• **What is asked**: How many of the lines below contain the string "water"? Reply with the number alone.

• **Records provided**:

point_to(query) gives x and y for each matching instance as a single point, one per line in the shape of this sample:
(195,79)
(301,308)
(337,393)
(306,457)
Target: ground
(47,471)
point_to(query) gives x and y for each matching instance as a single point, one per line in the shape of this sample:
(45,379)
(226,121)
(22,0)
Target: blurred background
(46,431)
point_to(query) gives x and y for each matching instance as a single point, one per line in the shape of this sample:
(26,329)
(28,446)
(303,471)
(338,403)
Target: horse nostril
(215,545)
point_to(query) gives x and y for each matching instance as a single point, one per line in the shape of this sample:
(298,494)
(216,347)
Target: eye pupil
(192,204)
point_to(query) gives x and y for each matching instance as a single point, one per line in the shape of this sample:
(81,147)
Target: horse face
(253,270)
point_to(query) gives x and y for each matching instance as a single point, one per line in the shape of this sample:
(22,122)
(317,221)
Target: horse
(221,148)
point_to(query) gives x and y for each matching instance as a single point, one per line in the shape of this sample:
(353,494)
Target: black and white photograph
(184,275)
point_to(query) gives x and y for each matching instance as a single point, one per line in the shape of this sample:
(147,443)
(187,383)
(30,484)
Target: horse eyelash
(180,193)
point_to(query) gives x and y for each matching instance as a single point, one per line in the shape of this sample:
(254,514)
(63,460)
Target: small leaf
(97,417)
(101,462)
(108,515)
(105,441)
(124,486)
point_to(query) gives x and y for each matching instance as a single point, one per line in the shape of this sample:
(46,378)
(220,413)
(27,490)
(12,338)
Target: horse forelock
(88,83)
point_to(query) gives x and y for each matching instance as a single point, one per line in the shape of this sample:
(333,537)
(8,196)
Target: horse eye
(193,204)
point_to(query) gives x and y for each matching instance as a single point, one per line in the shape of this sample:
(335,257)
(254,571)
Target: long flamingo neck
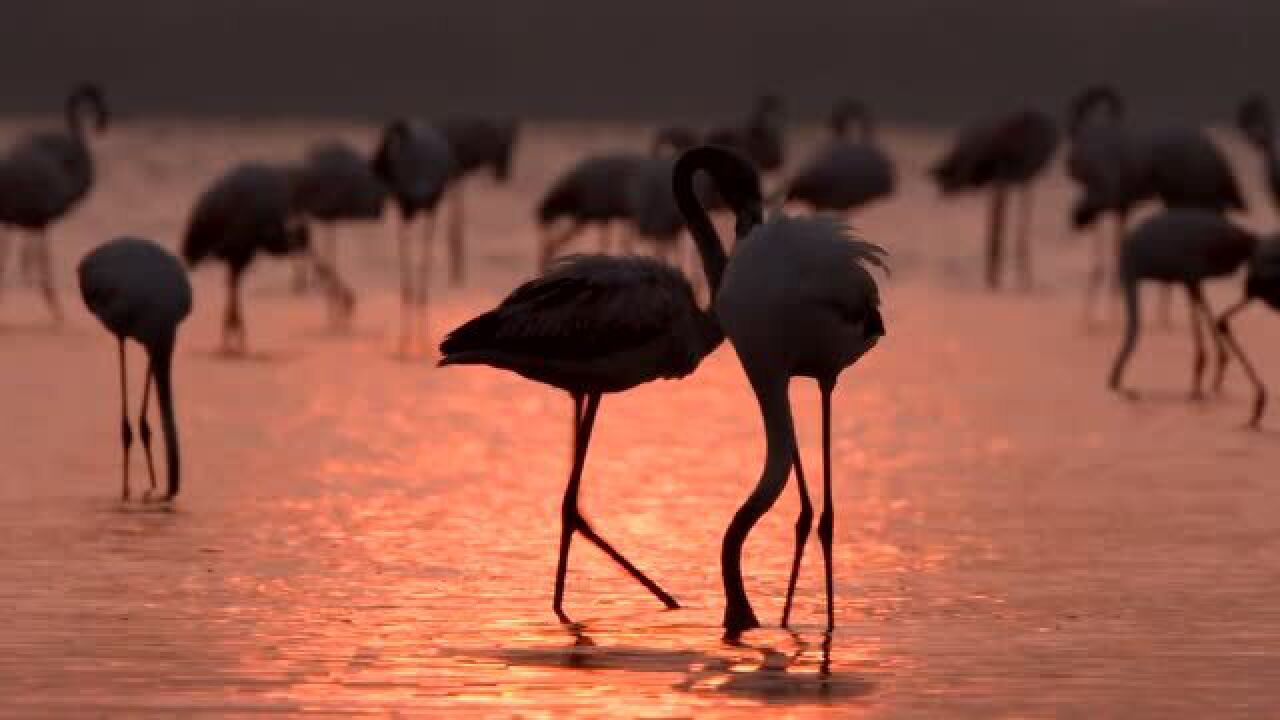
(711,250)
(161,364)
(780,451)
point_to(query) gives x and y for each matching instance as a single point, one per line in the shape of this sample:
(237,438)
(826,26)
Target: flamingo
(760,137)
(1119,168)
(42,177)
(1001,155)
(846,173)
(140,291)
(476,144)
(796,300)
(415,163)
(1261,283)
(595,324)
(1105,160)
(246,212)
(1183,246)
(336,183)
(592,192)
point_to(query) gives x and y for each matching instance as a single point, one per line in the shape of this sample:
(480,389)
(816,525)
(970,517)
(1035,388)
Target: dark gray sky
(917,60)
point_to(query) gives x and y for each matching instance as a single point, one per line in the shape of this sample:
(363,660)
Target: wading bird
(44,177)
(333,185)
(595,324)
(1001,156)
(415,163)
(1262,283)
(140,291)
(848,173)
(246,212)
(1187,247)
(476,144)
(796,301)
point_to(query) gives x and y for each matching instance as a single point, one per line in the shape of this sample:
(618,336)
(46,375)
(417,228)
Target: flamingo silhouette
(476,144)
(1001,155)
(45,176)
(415,163)
(1184,246)
(1261,283)
(140,291)
(595,324)
(334,183)
(246,212)
(796,300)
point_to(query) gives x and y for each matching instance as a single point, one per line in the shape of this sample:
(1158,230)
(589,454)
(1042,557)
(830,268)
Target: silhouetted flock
(794,295)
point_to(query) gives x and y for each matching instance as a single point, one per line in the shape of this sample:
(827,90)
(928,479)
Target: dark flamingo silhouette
(1001,156)
(796,301)
(336,183)
(140,291)
(1179,247)
(42,178)
(593,192)
(759,137)
(415,163)
(1105,159)
(246,212)
(849,172)
(476,145)
(595,324)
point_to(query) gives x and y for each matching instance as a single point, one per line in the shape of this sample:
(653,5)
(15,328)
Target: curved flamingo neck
(708,241)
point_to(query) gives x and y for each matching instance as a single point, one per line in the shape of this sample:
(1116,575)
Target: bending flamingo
(595,324)
(796,301)
(140,291)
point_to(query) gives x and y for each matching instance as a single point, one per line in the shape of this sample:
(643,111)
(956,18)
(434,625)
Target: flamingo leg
(424,270)
(1260,397)
(405,251)
(4,255)
(1166,306)
(1024,237)
(1132,329)
(996,236)
(145,432)
(572,519)
(126,431)
(233,323)
(804,524)
(457,250)
(46,277)
(1097,276)
(1200,359)
(827,520)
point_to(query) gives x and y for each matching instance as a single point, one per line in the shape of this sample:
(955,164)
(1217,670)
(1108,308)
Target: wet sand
(361,534)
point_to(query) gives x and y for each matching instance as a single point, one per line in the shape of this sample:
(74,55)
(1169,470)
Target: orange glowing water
(360,534)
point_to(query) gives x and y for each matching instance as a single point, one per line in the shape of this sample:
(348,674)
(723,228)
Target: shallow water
(361,534)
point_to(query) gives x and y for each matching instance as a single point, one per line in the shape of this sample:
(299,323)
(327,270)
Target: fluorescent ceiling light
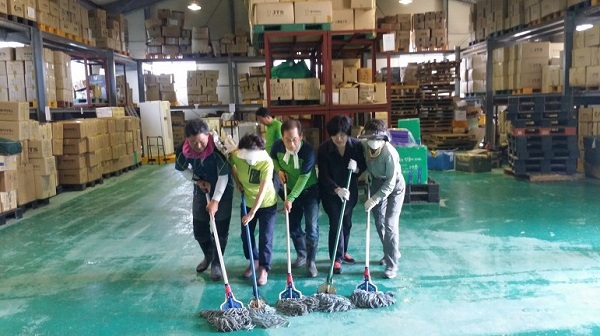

• **Written solution**: 2